• _WORK TO BE COMPLETED_: Each line of the data has to be written out again exactly as shown.

• _RECORDS FOR THIS TASK_:

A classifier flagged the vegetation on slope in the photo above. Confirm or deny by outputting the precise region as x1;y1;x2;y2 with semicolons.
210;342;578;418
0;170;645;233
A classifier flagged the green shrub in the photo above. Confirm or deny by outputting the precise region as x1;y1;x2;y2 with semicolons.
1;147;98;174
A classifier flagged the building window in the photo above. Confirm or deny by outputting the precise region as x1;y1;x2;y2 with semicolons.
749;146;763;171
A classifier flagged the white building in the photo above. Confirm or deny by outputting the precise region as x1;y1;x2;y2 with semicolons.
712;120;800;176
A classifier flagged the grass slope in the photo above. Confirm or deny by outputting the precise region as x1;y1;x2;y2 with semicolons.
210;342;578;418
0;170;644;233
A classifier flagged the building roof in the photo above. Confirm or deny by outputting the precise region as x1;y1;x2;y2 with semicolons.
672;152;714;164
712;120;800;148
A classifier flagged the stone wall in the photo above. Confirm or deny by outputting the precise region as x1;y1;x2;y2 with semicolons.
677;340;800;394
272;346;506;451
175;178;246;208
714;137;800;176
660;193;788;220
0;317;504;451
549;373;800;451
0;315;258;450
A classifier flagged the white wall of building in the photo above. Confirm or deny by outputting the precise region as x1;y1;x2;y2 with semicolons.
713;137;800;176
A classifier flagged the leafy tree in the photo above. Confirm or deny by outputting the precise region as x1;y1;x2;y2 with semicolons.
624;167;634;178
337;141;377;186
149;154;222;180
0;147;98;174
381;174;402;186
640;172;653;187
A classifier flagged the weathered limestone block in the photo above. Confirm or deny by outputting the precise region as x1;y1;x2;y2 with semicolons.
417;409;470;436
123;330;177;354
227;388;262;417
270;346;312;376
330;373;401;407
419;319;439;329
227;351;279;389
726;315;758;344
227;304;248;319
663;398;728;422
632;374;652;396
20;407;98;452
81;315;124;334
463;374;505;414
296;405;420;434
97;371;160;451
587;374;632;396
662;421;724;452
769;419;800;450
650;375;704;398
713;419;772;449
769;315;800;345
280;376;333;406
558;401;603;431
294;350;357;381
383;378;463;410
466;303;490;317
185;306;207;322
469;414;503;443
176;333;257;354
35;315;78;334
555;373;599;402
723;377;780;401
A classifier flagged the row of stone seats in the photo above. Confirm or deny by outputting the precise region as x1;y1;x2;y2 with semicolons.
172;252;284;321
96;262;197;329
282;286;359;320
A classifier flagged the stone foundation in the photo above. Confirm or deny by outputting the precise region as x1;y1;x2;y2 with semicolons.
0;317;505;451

• _EXERCISE RESPONSE_:
A classifier flagged the vegetation on slope in the photo above. Confirm or deny by outputting the precise region as x1;y1;x2;y2 with semicolons.
210;342;578;418
0;170;645;233
A classifier flagged the green shrub in the photo above. Confirm or deny by outputting the precise region as x1;y1;x2;y2 with semicolons.
1;147;98;174
A classifier flagged the building window in the photo above. Confirm or deny by outputting the precise region as x1;y1;x2;y2 with semicolons.
749;146;763;171
A classifier flagged the white building in the photo above. Confirm or deny by outputting the precise region as x1;y1;x2;y2 with semicolons.
712;120;800;176
A classifier flagged the grass slope in the photo above. Confirm or deny by outputting the precise region as x1;y1;x2;y2 with semicolons.
210;342;578;418
0;170;644;233
A classifier flagged the building roof in the photo above. Confirm or deny by outputting the precise region as x1;y1;x2;y2 with semicolons.
672;152;714;164
712;120;800;148
A classifier flagged the stone wall in the photo above. Confirm or deny by outputting the precise region as x1;y1;x2;y2 with semicolons.
677;340;800;394
272;346;506;451
175;178;246;208
714;137;800;176
660;193;788;220
0;317;504;451
549;373;800;451
0;315;258;450
A classifier flagged the white wall of building in the photo above. Confirm or deny by outputting the precise region as x1;y1;x2;y2 with semicolons.
713;137;800;176
A classifier flagged the leafy tree in the photo above. Confirm or deny by outputting the precise region as x1;y1;x2;y2 with semicolons.
624;167;634;178
337;141;377;186
149;154;222;180
0;147;98;174
381;174;402;186
640;172;653;187
A classifier flagged the weathered limestone block in the photo above. Confirm or deny by outputting the precise region as x1;y1;x2;y2 with semicolons.
417;409;470;436
123;330;177;354
227;388;262;417
270;346;312;376
330;373;401;407
419;319;439;329
227;351;279;389
726;315;758;344
227;304;248;319
663;398;728;422
632;374;652;396
20;407;98;452
81;315;124;334
463;374;505;414
296;405;420;434
97;371;160;451
587;374;632;396
662;421;724;452
769;419;800;450
650;375;704;398
713;419;772;449
769;315;800;345
280;376;333;406
558;401;603;431
294;350;357;381
383;378;463;410
466;303;490;317
185;306;207;322
469;414;503;443
176;333;257;354
35;315;78;334
555;373;599;402
723;377;780;401
A classifier flagged the row of stone seats in the photo above. Confirm or deny by outputting the precise region as x1;y1;x2;y2 with semicolons.
172;252;284;321
96;262;197;329
282;286;359;320
A classifier flagged the stone foundation in the photo above. Confirm or deny by outputting the precise region as x1;y1;x2;y2 with semicolons.
0;317;505;451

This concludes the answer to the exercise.